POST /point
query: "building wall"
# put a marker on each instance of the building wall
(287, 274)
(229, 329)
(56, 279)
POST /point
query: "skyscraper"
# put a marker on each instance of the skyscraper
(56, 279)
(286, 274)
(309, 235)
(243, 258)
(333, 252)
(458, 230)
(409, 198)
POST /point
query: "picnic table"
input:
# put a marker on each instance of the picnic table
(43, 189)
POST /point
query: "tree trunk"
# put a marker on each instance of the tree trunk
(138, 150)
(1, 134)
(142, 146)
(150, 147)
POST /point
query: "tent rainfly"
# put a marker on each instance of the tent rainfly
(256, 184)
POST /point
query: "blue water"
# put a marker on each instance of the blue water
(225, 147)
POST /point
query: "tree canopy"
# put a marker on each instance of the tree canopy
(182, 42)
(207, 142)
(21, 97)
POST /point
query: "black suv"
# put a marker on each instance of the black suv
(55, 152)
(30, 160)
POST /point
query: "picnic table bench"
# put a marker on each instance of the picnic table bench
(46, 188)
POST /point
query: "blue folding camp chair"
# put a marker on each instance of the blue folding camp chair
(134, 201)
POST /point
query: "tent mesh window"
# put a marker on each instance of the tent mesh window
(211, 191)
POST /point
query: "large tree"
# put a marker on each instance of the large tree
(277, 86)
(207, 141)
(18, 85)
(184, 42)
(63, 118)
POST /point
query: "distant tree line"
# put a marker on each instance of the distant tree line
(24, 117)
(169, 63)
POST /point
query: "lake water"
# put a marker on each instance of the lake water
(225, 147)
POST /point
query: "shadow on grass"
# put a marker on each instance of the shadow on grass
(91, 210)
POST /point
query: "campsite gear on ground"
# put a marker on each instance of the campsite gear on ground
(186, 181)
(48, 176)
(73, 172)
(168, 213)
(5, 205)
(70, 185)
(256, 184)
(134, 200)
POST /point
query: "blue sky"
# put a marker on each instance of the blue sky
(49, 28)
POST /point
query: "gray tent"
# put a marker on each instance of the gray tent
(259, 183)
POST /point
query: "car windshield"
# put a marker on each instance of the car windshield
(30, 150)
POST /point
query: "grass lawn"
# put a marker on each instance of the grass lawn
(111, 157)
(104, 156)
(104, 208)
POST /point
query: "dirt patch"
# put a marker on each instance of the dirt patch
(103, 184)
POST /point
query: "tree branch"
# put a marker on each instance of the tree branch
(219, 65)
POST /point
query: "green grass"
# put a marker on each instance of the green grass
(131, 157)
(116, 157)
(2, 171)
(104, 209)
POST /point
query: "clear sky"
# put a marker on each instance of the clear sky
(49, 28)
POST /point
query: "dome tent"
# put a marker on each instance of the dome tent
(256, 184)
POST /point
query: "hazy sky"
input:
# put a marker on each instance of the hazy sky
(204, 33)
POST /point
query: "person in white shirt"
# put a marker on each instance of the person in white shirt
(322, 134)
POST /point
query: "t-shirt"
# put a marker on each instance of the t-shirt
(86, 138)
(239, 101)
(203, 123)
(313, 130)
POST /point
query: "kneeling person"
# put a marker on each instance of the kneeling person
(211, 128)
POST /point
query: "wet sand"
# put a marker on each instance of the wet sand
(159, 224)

• What needs to be done
Go through the records above and set each one down exactly, please.

• Solution below
POST /point
query: "building wall"
# put a marker on each instance of the building wall
(287, 274)
(229, 329)
(56, 279)
POST /point
query: "skyscraper"
# put a marker on each instance of the skyscraper
(56, 279)
(286, 274)
(309, 235)
(243, 258)
(333, 252)
(458, 230)
(409, 198)
POST /point
query: "picnic table"
input:
# put a marker on each instance of the picnic table
(43, 189)
POST /point
query: "tree trunk"
# put a marker on each instance of the tree trunk
(138, 150)
(1, 134)
(142, 146)
(150, 147)
POST /point
query: "tent rainfly"
# put a marker on each instance of the tent rainfly
(256, 184)
POST /point
query: "blue water"
# put a marker on each instance of the blue water
(225, 147)
POST /point
query: "tree canopy"
# put a marker on each instance of the tree canopy
(182, 42)
(207, 142)
(21, 97)
POST /point
query: "black suv"
# put a marker on each instance of the black suv
(55, 152)
(30, 160)
POST /point
query: "picnic table bench"
# put a marker on each instance of the picnic table bench
(46, 188)
POST /point
query: "blue folding camp chair"
# put a marker on each instance of the blue folding camp chair
(134, 201)
POST /point
query: "tent mesh window"
# put a marker on each instance of the tent mesh window
(211, 191)
POST /point
query: "large tree"
# put a marker on each instance of the large tree
(277, 86)
(207, 141)
(18, 85)
(184, 42)
(63, 118)
POST /point
query: "distant tree line"
# put a marker on each instance of the distant tree line
(24, 117)
(169, 63)
POST /point
query: "lake water"
# put a marker on each instance of the lake water
(225, 147)
POST /point
query: "shadow on grass"
# put a marker on each instance of the shadow on grass
(91, 210)
POST /point
query: "campsite gear on ground"
# put a marker on each instance of the campsite gear on ground
(186, 181)
(48, 176)
(73, 172)
(168, 213)
(5, 205)
(70, 185)
(256, 184)
(134, 200)
POST /point
query: "blue sky"
# put a marker on each instance of the blue sky
(49, 28)
POST /point
query: "gray tent"
# put a marker on each instance of the gray tent
(259, 183)
POST /point
query: "car windshield"
# put a marker on each instance of the car windshield
(30, 150)
POST /point
query: "grass lawn"
# put a marker on each instance of the grass lawn
(111, 157)
(104, 156)
(104, 208)
POST /point
query: "dirt patch"
# put a marker on each instance of the dirt patch
(103, 184)
POST /point
query: "tree branch"
# put a marker on each instance of the tree branch
(219, 65)
POST /point
query: "green grass"
# put a marker on each instance of the green grass
(131, 157)
(116, 157)
(2, 171)
(104, 209)
POST /point
query: "clear sky"
# put a marker on each instance of the clear sky
(49, 28)
POST /point
query: "dome tent"
# put a marker on each instance of the dome tent
(256, 184)
POST /point
query: "hazy sky"
input:
# put a marker on each instance of the hazy sky
(204, 33)
POST /point
query: "person in white shirt"
# put a marker on each instance of the person in white shirt
(322, 134)
POST /point
query: "t-shirt"
# put a marker on each instance of the t-shirt
(86, 138)
(239, 101)
(203, 123)
(313, 130)
POST /point
query: "kneeling person"
# put a marker on each instance of the kneeling person
(211, 128)
POST /point
query: "wet sand"
# put a marker on each instance of the wet sand
(159, 224)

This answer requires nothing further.